# [EXERCISE GOAL]
Will you restate verbatim the lines running from the line with "Would you please tag the blue" to the end of the data, leaving out everything else?

** start RECORDS FOR THE TASK **

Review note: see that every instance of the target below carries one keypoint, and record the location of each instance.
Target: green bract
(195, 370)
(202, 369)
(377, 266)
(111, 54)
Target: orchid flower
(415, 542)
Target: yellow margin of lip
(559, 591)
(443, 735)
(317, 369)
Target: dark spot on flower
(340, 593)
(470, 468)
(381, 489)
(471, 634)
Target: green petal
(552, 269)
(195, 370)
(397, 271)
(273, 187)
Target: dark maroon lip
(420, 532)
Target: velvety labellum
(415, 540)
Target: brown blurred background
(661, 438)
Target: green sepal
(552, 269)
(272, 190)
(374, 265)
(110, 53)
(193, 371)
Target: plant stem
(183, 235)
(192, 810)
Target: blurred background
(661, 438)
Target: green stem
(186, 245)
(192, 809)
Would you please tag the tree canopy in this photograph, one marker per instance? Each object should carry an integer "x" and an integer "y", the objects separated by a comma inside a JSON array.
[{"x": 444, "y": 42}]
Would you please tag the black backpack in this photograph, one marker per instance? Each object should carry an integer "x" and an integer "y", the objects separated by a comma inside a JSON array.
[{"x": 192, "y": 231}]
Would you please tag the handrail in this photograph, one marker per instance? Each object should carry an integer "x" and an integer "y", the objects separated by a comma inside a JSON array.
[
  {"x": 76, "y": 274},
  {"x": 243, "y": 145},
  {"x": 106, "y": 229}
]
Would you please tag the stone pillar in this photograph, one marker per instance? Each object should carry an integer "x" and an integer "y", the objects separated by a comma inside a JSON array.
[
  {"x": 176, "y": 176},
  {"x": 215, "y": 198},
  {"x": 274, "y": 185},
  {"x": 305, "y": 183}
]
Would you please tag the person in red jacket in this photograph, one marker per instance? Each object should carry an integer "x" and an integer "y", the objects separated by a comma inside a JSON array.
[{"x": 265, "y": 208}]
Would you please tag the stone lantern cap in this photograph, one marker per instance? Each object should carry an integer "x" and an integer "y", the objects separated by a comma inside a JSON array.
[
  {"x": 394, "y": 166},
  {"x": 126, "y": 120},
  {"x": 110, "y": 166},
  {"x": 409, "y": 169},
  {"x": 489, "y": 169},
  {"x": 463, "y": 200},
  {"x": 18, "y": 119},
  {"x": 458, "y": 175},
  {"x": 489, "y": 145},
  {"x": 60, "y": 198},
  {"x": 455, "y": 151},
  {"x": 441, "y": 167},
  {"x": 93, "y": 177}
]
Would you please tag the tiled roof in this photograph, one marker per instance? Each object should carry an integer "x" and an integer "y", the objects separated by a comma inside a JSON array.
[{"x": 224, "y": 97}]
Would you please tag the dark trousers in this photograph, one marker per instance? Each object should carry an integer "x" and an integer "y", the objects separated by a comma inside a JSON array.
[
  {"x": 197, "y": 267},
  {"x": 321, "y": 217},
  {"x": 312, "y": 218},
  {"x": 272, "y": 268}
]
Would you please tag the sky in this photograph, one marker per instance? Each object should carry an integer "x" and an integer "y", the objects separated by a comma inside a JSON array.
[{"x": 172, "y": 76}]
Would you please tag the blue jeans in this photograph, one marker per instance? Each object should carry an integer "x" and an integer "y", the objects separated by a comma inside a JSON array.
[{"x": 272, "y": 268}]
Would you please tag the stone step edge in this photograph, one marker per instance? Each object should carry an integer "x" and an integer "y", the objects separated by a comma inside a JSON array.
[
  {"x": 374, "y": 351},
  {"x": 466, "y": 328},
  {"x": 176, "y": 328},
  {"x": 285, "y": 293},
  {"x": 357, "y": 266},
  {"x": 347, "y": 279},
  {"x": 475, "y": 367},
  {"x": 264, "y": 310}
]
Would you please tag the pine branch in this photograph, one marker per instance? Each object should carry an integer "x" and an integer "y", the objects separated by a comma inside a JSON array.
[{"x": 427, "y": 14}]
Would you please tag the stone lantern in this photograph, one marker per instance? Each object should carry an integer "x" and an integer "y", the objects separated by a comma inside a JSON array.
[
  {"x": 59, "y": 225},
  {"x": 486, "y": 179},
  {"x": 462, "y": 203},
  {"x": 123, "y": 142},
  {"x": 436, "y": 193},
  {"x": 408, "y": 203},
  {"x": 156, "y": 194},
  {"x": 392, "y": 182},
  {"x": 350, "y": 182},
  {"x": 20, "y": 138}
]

** end RECORDS FOR THE TASK **

# [EXPECTED ANSWER]
Would you please tag the blue jeans in this photograph, one marker per instance? Each object should carry an integer "x" and an integer "y", the objects separated by a comma inside a JSON array.
[{"x": 272, "y": 268}]
Would you please tag the stone step edge in this photograph, one marker per instance? Each object should carry an integer "x" and an integer "y", the objects separated by a comma inside a JSON array.
[
  {"x": 374, "y": 351},
  {"x": 466, "y": 328},
  {"x": 176, "y": 328},
  {"x": 285, "y": 293},
  {"x": 357, "y": 266},
  {"x": 347, "y": 279},
  {"x": 475, "y": 367},
  {"x": 264, "y": 310}
]
Would you please tag the pine branch in this photograph, one marker per instance? Each object should carry an integer "x" and an integer "y", the objects separated by a comma inside a JSON array.
[{"x": 427, "y": 14}]
Would you please tag the stone lantern in this photograph, one marker per instance? Each object should carry an integer "x" and an integer "y", the objects separated by a comma inside a JSON array.
[
  {"x": 59, "y": 225},
  {"x": 486, "y": 179},
  {"x": 462, "y": 203},
  {"x": 123, "y": 142},
  {"x": 436, "y": 193},
  {"x": 408, "y": 203},
  {"x": 156, "y": 194},
  {"x": 392, "y": 182},
  {"x": 350, "y": 182},
  {"x": 20, "y": 138}
]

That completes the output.